▶ **What is needed**: Rewrite the listing below, replacing "Could you point to" with "Can you point to" wherever it occurs and leaving everything else unchanged.

▶ **Records from a dataset**:

___

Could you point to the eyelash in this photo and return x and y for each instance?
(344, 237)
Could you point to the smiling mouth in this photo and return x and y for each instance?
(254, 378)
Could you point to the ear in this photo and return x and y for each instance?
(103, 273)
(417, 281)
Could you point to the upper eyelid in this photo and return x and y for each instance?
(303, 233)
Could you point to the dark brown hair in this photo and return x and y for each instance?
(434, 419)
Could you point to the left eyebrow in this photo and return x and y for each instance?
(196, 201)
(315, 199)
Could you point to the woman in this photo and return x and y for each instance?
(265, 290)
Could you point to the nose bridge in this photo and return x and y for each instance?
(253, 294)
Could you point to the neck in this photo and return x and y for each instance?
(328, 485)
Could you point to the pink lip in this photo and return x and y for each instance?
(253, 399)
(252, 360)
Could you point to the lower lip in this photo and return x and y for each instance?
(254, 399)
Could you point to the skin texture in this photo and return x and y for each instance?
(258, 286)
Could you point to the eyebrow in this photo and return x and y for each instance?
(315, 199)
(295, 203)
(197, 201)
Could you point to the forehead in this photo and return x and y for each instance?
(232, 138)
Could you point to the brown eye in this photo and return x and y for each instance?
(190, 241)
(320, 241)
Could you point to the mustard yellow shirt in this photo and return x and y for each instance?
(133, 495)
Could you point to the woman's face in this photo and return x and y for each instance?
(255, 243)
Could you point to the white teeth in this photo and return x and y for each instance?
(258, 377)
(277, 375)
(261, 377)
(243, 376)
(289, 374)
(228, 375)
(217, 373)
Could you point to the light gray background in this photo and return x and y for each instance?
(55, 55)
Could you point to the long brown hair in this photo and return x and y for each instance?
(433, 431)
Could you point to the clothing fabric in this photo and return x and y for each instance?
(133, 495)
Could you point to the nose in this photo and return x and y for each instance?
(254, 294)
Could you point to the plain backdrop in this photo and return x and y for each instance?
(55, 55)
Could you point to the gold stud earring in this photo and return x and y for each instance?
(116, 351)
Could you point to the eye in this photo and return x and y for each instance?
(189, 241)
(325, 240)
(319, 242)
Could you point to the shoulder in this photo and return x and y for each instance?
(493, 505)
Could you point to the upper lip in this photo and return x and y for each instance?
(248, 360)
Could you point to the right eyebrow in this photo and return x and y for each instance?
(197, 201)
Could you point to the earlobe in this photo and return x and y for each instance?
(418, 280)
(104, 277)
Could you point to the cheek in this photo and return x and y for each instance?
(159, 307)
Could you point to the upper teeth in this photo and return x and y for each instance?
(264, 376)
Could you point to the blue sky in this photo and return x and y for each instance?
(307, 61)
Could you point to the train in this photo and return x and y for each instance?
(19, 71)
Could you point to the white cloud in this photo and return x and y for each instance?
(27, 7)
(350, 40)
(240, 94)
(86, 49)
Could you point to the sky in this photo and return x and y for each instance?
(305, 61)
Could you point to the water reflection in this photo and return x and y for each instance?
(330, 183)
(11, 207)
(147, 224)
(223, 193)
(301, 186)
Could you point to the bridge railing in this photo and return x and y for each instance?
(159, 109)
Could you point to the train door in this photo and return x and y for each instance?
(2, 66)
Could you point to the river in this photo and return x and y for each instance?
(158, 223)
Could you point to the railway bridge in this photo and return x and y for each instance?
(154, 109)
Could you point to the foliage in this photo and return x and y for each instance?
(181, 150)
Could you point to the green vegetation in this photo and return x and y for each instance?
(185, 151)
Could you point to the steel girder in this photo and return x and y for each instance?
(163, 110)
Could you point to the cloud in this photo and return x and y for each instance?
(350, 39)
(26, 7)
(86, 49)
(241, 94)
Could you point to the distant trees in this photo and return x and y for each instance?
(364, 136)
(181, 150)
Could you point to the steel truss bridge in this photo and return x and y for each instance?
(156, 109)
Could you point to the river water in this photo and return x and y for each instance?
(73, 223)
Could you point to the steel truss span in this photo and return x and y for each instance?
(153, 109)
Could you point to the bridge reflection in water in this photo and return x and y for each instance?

___

▶ **Exercise answer**:
Can you point to the eyelash in this photo and return x and y for each instance?
(344, 237)
Can you point to the smiling mouth in this photo and return x and y for each instance?
(254, 378)
Can you point to the ear in this photo and return x and y for each instance?
(103, 273)
(417, 281)
Can you point to the upper eyelid in this photo and return x and y for each instance?
(303, 233)
Can you point to the dark brown hair in this photo and return x and y for each instance?
(434, 419)
Can you point to the left eyebrow in this photo and return x and y for each instance?
(196, 201)
(315, 199)
Can you point to the woman in this photo and return x and y for each instance?
(265, 290)
Can you point to the nose bridge in this photo and return x and y for each instance?
(253, 294)
Can you point to the neck in this photo and return x and y for each instance?
(328, 485)
Can you point to the pink lip in this photo and return x and y for each instance?
(253, 399)
(252, 360)
Can you point to the lower lip in this photo and return x and y for each instance?
(254, 399)
Can you point to the skin texture in this photo and return x and y for each instance?
(258, 286)
Can you point to the eyebrow in this photo and return x and y for each instance?
(315, 199)
(295, 203)
(197, 201)
Can you point to the forehead in this photo and return x and y for each instance?
(232, 138)
Can you point to the brown eye in this photo and return x and y for each instance?
(190, 241)
(320, 241)
Can you point to the mustard yellow shirt in this photo and return x and y for each instance?
(133, 495)
Can you point to the woman's face in this photo and return x and y for each instance?
(255, 243)
Can you point to the white teeth in this photo and return x and y for each instance?
(258, 377)
(277, 375)
(261, 377)
(243, 376)
(289, 374)
(228, 375)
(217, 373)
Can you point to the light gray background in this photo and return x and y for each instance?
(55, 55)
Can you point to the long brown hair in this photo and return x and y for each instance?
(433, 431)
Can you point to the clothing fabric in this photo and return x and y for each instance?
(133, 495)
Can you point to the nose in this photo and return x and y for each instance?
(254, 294)
Can you point to the plain backdrop in this photo and return x and y for each instance?
(55, 55)
Can you point to the gold stud earring in this photo and return x and y for each instance?
(116, 351)
Can you point to the eye in this photo and return x and y for each instance?
(189, 241)
(325, 240)
(319, 242)
Can you point to the shoulder in this photo and return x and y for each instance?
(493, 505)
Can you point to the upper lip in this photo and return x and y for each instance?
(248, 360)
Can you point to the right eyebrow in this photo and return x and y for each instance?
(197, 201)
Can you point to the earlobe in this photo and return x and y for each instance?
(418, 280)
(104, 277)
Can you point to the cheek in this photo and return x and y for each instance?
(159, 307)
Can you point to the upper teeth in this photo and return x and y for each instance?
(264, 376)
Can you point to the blue sky in this photo and return x and y for each instance?
(307, 61)
Can you point to the train in this photo and return x and y for each instance?
(19, 71)
Can you point to the white cloud in this photo and return x and y for each instance?
(27, 7)
(350, 40)
(240, 94)
(86, 49)
Can you point to the sky in this photo and return x and y for each instance?
(305, 61)
Can you point to the water reflection in this photo and return x and y for each instance?
(330, 183)
(11, 207)
(147, 224)
(223, 193)
(301, 186)
Can you point to the bridge railing in this photo and return x and y for each instance?
(159, 109)
Can you point to the train door in this photo and return x and y for each instance?
(2, 66)
Can you point to the river in this photo and return x and y for each instance?
(158, 223)
Can you point to the railway bridge in this photo and return x and y for each instance?
(154, 109)
Can you point to the foliage in this photo and return x and y for each instance?
(181, 150)
Can you point to the green vegetation in this photo and return x and y for each instance?
(185, 151)
Can you point to the steel girder in this photo and return x and y for each instance?
(163, 110)
Can you point to the cloud in this photo and return x and y for each instance?
(350, 39)
(26, 7)
(86, 49)
(241, 94)
Can you point to the distant trees in this photo and return x and y for each instance?
(364, 136)
(181, 150)
Can you point to the steel truss bridge in this photo and return x and y for each instance?
(156, 109)
Can you point to the river water in this photo and return x and y for each instance?
(73, 223)
Can you point to the steel truss span in this photo and return x and y for each instance?
(153, 109)
Can you point to the bridge reflection in water in this photo and return x and y for each instance?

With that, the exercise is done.